*Directions*
Count the lines of the data below that contain the string "negative", matching case exactly. Reply with the number alone.

*Dataset excerpts*

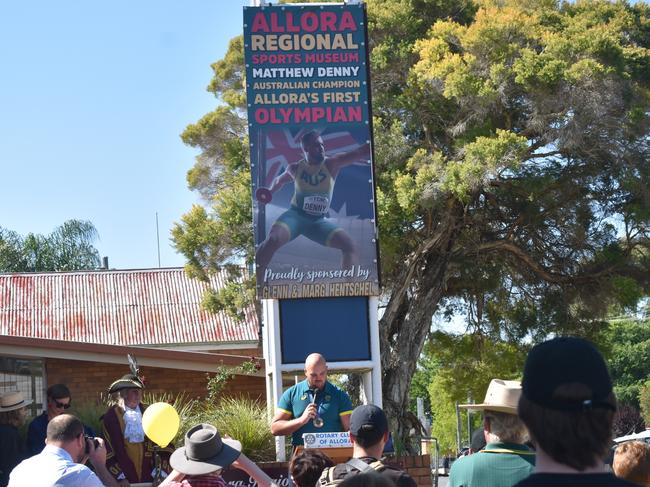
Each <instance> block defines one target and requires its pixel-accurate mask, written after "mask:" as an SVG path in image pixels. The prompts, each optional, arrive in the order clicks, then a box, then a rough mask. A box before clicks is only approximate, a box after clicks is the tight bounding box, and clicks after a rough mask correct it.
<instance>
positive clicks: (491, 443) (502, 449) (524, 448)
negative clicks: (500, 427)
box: [448, 443, 535, 487]
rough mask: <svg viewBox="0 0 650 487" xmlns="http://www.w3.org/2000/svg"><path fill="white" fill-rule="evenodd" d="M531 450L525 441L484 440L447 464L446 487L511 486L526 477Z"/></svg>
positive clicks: (529, 460)
mask: <svg viewBox="0 0 650 487" xmlns="http://www.w3.org/2000/svg"><path fill="white" fill-rule="evenodd" d="M534 467H535V453H534V452H533V451H532V450H530V449H529V448H528V447H527V446H526V445H518V444H516V443H488V444H487V445H486V446H485V449H484V450H481V451H480V452H477V453H474V454H472V455H469V456H467V457H461V458H459V459H458V460H456V461H455V462H454V463H453V465H452V466H451V472H450V473H449V484H448V486H449V487H511V486H513V485H515V484H516V483H517V482H519V481H520V480H523V479H525V478H526V477H528V476H529V475H530V474H531V473H532V472H533V469H534Z"/></svg>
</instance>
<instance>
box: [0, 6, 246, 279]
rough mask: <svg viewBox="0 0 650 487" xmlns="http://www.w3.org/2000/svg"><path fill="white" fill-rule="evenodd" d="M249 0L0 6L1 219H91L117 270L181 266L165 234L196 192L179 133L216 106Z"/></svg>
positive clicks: (192, 157) (67, 219) (105, 252)
mask: <svg viewBox="0 0 650 487" xmlns="http://www.w3.org/2000/svg"><path fill="white" fill-rule="evenodd" d="M249 4H250V2H249V1H248V0H212V1H207V0H205V1H198V0H188V1H184V2H178V1H171V0H158V1H156V2H154V1H151V0H138V1H128V2H127V1H125V0H114V1H111V2H95V1H92V2H88V1H81V0H74V1H73V0H70V1H63V2H51V1H45V0H36V1H30V0H25V1H20V2H4V3H3V4H2V6H0V66H1V67H0V141H1V142H0V167H1V168H2V172H1V173H0V174H1V175H0V226H2V227H4V228H7V229H11V230H14V231H16V232H18V233H19V234H21V235H25V234H27V233H29V232H34V233H45V234H46V233H49V232H51V231H52V230H53V229H54V228H55V227H56V226H58V225H60V224H61V223H63V222H64V221H65V220H68V219H71V218H76V219H83V220H90V221H92V222H93V223H94V225H95V226H96V227H97V229H98V231H99V235H100V240H99V241H98V242H97V244H96V246H97V248H98V249H99V251H100V253H101V255H102V256H108V257H109V264H110V266H111V267H112V268H119V269H129V268H147V267H157V266H158V256H157V247H156V212H158V220H159V228H160V253H161V265H162V266H163V267H168V266H181V265H183V264H184V259H183V257H182V256H180V255H179V254H176V253H175V251H174V249H173V248H172V246H171V243H170V240H169V234H170V233H169V232H170V229H171V228H172V226H173V224H174V222H177V221H179V220H180V218H181V215H182V214H183V213H185V212H186V211H188V210H189V209H190V207H191V205H192V204H193V203H195V202H198V197H197V195H196V194H194V193H192V192H190V191H189V189H187V184H186V180H185V175H186V172H187V170H188V169H189V168H190V167H191V166H192V164H193V161H194V157H195V155H196V154H197V152H196V151H195V150H194V149H191V148H189V147H186V146H184V145H183V143H182V142H181V140H180V134H181V132H182V131H183V129H184V128H185V127H186V126H187V125H188V124H189V123H193V122H195V121H197V120H198V119H199V118H200V117H201V116H202V115H204V114H205V113H207V112H209V111H211V110H212V109H214V107H215V106H216V104H217V100H216V99H215V98H214V96H213V95H212V94H211V93H208V92H207V91H206V90H205V87H206V86H207V84H208V83H209V82H210V79H211V77H212V70H211V69H210V64H211V63H213V62H214V61H216V60H218V59H220V58H221V57H222V56H223V55H224V54H225V52H226V49H227V46H228V41H229V40H230V39H231V38H232V37H234V36H236V35H238V34H240V33H241V31H242V7H243V6H244V5H249Z"/></svg>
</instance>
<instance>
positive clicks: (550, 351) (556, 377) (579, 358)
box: [521, 337, 616, 411]
mask: <svg viewBox="0 0 650 487" xmlns="http://www.w3.org/2000/svg"><path fill="white" fill-rule="evenodd" d="M578 384H580V385H584V386H585V387H587V388H588V389H589V390H590V391H591V397H586V398H584V399H583V398H580V399H567V398H563V397H557V396H555V393H556V391H557V389H558V387H560V386H563V385H578ZM521 386H522V394H523V395H524V396H525V397H526V399H528V400H529V401H531V402H533V403H535V404H537V405H538V406H542V407H544V408H547V409H552V410H555V411H586V410H589V409H593V408H605V409H612V410H616V407H615V405H614V404H612V402H611V400H610V398H609V396H610V394H611V392H612V379H611V378H610V376H609V372H608V371H607V366H606V365H605V360H604V359H603V357H602V355H601V354H600V352H599V351H598V350H596V347H594V345H593V344H591V343H590V342H588V341H587V340H584V339H582V338H576V337H558V338H553V339H552V340H549V341H546V342H543V343H540V344H539V345H536V346H534V347H533V349H532V350H531V351H530V353H529V354H528V357H527V358H526V365H525V367H524V378H523V380H522V383H521Z"/></svg>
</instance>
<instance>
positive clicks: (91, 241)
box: [0, 220, 100, 272]
mask: <svg viewBox="0 0 650 487" xmlns="http://www.w3.org/2000/svg"><path fill="white" fill-rule="evenodd" d="M97 238H98V233H97V229H96V228H95V227H94V225H93V224H92V223H91V222H89V221H82V220H67V221H65V222H64V223H63V224H62V225H60V226H58V227H57V228H55V229H54V230H53V231H52V232H51V233H50V234H49V235H41V234H34V233H29V234H27V235H26V236H24V237H22V236H20V235H19V234H18V233H16V232H14V231H12V230H7V229H5V228H2V227H0V272H43V271H72V270H81V269H96V268H98V267H99V265H100V258H99V251H98V250H97V249H96V248H95V247H94V245H93V244H94V242H95V241H96V240H97Z"/></svg>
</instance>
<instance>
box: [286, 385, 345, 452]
mask: <svg viewBox="0 0 650 487" xmlns="http://www.w3.org/2000/svg"><path fill="white" fill-rule="evenodd" d="M309 391H310V388H309V383H308V382H307V381H306V380H303V381H302V382H299V383H298V384H296V385H295V386H292V387H290V388H289V389H287V390H286V391H284V394H282V397H280V401H279V402H278V409H279V410H281V411H284V412H285V413H287V414H288V415H290V416H291V418H299V417H300V416H302V413H303V412H304V411H305V409H307V406H309V403H311V401H312V399H313V396H312V395H311V393H310V392H309ZM316 405H317V406H318V415H319V416H320V417H321V418H323V423H324V424H323V427H322V428H316V427H315V426H314V425H313V423H312V422H311V421H310V422H308V423H307V424H305V425H304V426H301V427H300V428H299V429H298V430H297V431H295V432H294V433H293V435H292V441H291V443H292V444H294V445H302V444H303V441H302V435H303V433H330V432H335V431H343V424H342V423H341V416H346V415H349V414H352V403H351V402H350V396H348V395H347V394H346V393H345V391H343V390H342V389H339V388H338V387H336V386H335V385H334V384H332V383H330V382H325V387H324V388H323V390H322V391H318V393H317V395H316Z"/></svg>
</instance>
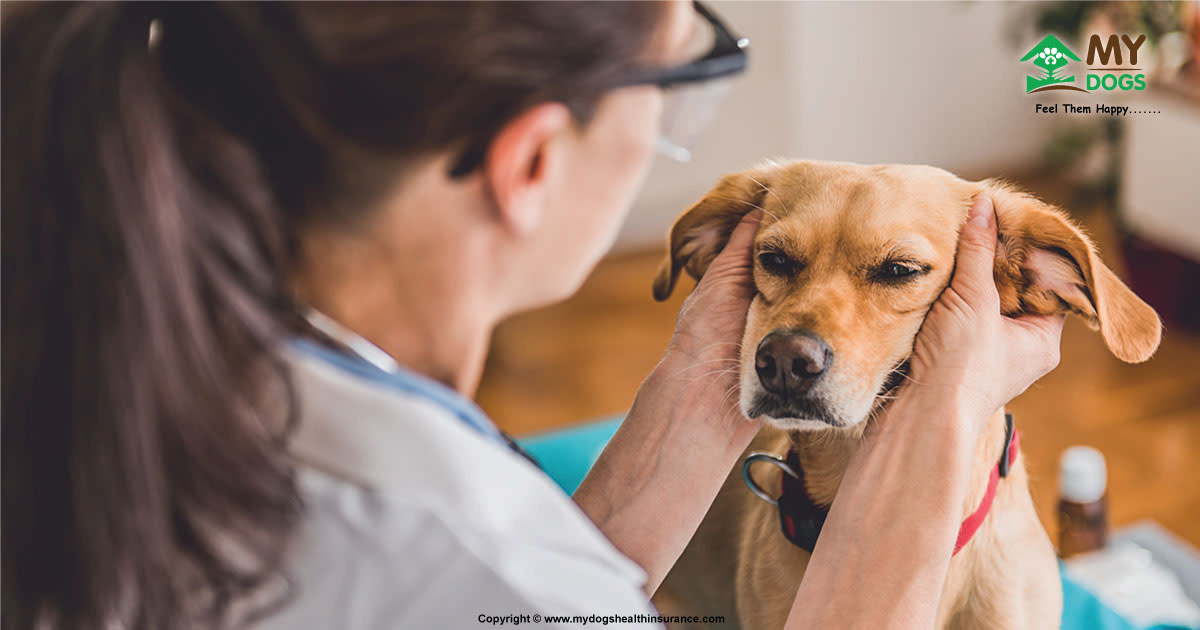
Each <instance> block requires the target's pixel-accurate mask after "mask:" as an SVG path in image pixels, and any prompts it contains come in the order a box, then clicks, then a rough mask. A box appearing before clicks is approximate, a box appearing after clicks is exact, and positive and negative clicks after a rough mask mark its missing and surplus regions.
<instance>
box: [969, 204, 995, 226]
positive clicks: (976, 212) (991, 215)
mask: <svg viewBox="0 0 1200 630" xmlns="http://www.w3.org/2000/svg"><path fill="white" fill-rule="evenodd" d="M994 215H995V210H994V209H992V206H991V199H989V198H988V197H982V198H979V199H977V200H976V203H973V204H971V224H972V226H976V227H979V228H985V227H988V223H989V222H990V221H991V217H992V216H994Z"/></svg>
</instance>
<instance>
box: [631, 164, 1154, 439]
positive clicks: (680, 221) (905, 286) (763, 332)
mask: <svg viewBox="0 0 1200 630" xmlns="http://www.w3.org/2000/svg"><path fill="white" fill-rule="evenodd" d="M979 194H988V196H990V197H991V199H992V200H994V203H995V208H996V217H997V221H998V223H997V227H998V232H1000V242H998V244H997V247H996V265H995V280H996V287H997V289H998V292H1000V298H1001V310H1002V312H1003V313H1004V314H1007V316H1015V314H1020V313H1038V314H1049V313H1063V312H1070V313H1075V314H1078V316H1080V317H1082V318H1084V319H1085V320H1086V322H1087V323H1088V324H1090V325H1091V326H1092V328H1093V329H1098V330H1099V331H1100V335H1102V336H1103V337H1104V342H1105V343H1106V344H1108V347H1109V349H1110V350H1111V352H1112V354H1115V355H1116V356H1117V358H1120V359H1122V360H1124V361H1129V362H1138V361H1144V360H1146V359H1148V358H1150V356H1151V354H1153V353H1154V350H1156V349H1157V348H1158V343H1159V340H1160V336H1162V325H1160V324H1159V319H1158V314H1157V313H1154V311H1153V310H1152V308H1151V307H1150V306H1147V305H1146V304H1145V302H1144V301H1141V300H1140V299H1139V298H1138V296H1136V295H1134V294H1133V292H1130V290H1129V288H1128V287H1126V286H1124V284H1123V283H1122V282H1121V281H1120V280H1118V278H1117V277H1116V275H1114V272H1112V271H1111V270H1110V269H1109V268H1108V266H1105V265H1104V263H1103V262H1100V259H1099V257H1098V256H1097V253H1096V248H1094V246H1093V245H1092V242H1091V241H1090V240H1088V239H1087V236H1085V235H1084V234H1082V233H1081V232H1080V230H1079V229H1078V228H1076V227H1075V226H1073V224H1072V222H1070V221H1069V220H1068V218H1067V217H1066V216H1064V215H1063V214H1062V212H1061V211H1058V210H1057V209H1055V208H1054V206H1051V205H1048V204H1045V203H1043V202H1039V200H1038V199H1034V198H1033V197H1030V196H1027V194H1024V193H1020V192H1016V191H1015V190H1013V188H1012V187H1009V186H1007V185H1003V184H1000V182H996V181H992V180H985V181H979V182H972V181H966V180H962V179H959V178H956V176H954V175H952V174H950V173H947V172H944V170H942V169H938V168H932V167H923V166H892V164H889V166H860V164H850V163H830V162H788V163H782V164H775V163H772V164H767V166H763V167H760V168H756V169H752V170H749V172H744V173H738V174H733V175H728V176H726V178H724V179H722V180H721V181H720V182H719V184H718V185H716V186H715V187H714V188H713V190H712V191H709V192H708V193H707V194H706V196H704V197H703V198H702V199H701V200H700V202H697V203H696V204H695V205H692V206H691V208H690V209H688V210H686V211H685V212H684V214H683V215H682V216H680V217H679V218H678V220H677V221H676V222H674V226H672V228H671V234H670V236H668V252H667V258H666V260H664V263H662V266H661V268H660V269H659V274H658V277H656V278H655V280H654V296H655V299H658V300H664V299H666V298H667V296H668V295H670V294H671V290H672V288H673V287H674V284H676V280H677V278H678V276H679V271H680V269H686V270H688V272H689V274H690V275H691V276H692V277H695V278H698V277H700V276H702V275H703V274H704V270H706V269H708V265H709V263H712V260H713V258H715V256H716V254H718V253H719V252H720V250H721V248H722V247H724V245H725V241H726V239H727V238H728V235H730V233H731V232H732V230H733V228H734V227H736V226H737V223H738V221H739V220H740V218H742V216H743V215H745V214H746V212H748V211H750V210H754V209H756V208H761V209H762V210H763V217H762V222H761V223H760V227H758V234H757V236H756V238H755V245H754V262H755V263H754V266H755V269H754V276H755V283H756V284H757V288H758V294H757V296H755V299H754V301H752V304H751V306H750V312H749V316H748V320H746V330H745V336H744V337H743V341H742V361H740V364H742V367H740V370H742V376H740V383H742V410H743V412H744V413H745V414H746V415H748V416H750V418H757V416H766V419H767V420H768V421H769V422H772V424H774V425H775V426H779V427H780V428H785V430H800V428H823V427H828V426H835V427H848V426H853V425H857V424H859V422H862V421H863V420H864V419H865V418H866V416H868V415H869V413H870V412H871V409H872V408H874V407H875V406H876V404H877V403H878V401H881V400H883V396H884V395H887V394H888V392H889V391H890V390H893V389H895V388H896V386H898V385H899V384H900V382H901V379H902V378H904V373H905V371H906V370H907V362H906V361H907V359H908V355H910V354H911V352H912V347H913V340H914V337H916V335H917V331H918V330H919V329H920V325H922V322H923V320H924V317H925V313H926V312H928V311H929V308H930V306H931V305H932V304H934V301H935V300H937V298H938V295H940V294H941V292H942V289H943V288H946V286H947V284H948V283H949V280H950V275H952V271H953V269H954V254H955V248H956V245H958V236H959V229H960V227H961V226H962V223H964V222H965V220H966V215H967V209H968V208H970V205H971V203H972V202H973V200H974V198H976V197H977V196H979Z"/></svg>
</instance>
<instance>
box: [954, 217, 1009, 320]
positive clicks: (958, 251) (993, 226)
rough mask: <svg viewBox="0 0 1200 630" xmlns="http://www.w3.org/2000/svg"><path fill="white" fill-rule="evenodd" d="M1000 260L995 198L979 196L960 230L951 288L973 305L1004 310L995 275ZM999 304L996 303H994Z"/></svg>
mask: <svg viewBox="0 0 1200 630" xmlns="http://www.w3.org/2000/svg"><path fill="white" fill-rule="evenodd" d="M995 260H996V211H995V209H994V208H992V204H991V199H990V198H988V197H979V198H978V199H976V200H974V203H973V204H971V210H970V214H968V215H967V221H966V223H964V224H962V230H961V232H960V233H959V251H958V254H956V257H955V262H954V278H953V280H952V281H950V289H952V290H953V292H954V293H956V294H959V295H960V296H962V299H964V300H966V302H967V304H968V305H971V306H972V307H973V308H988V310H997V311H998V310H1000V295H998V294H997V293H996V282H995V280H994V278H992V268H994V266H995V264H996V263H995ZM994 305H995V306H994Z"/></svg>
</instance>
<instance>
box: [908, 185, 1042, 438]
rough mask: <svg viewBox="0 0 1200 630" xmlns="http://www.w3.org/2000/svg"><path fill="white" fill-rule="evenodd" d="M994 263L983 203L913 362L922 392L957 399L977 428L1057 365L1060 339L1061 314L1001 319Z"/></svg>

*Output for this exercise*
2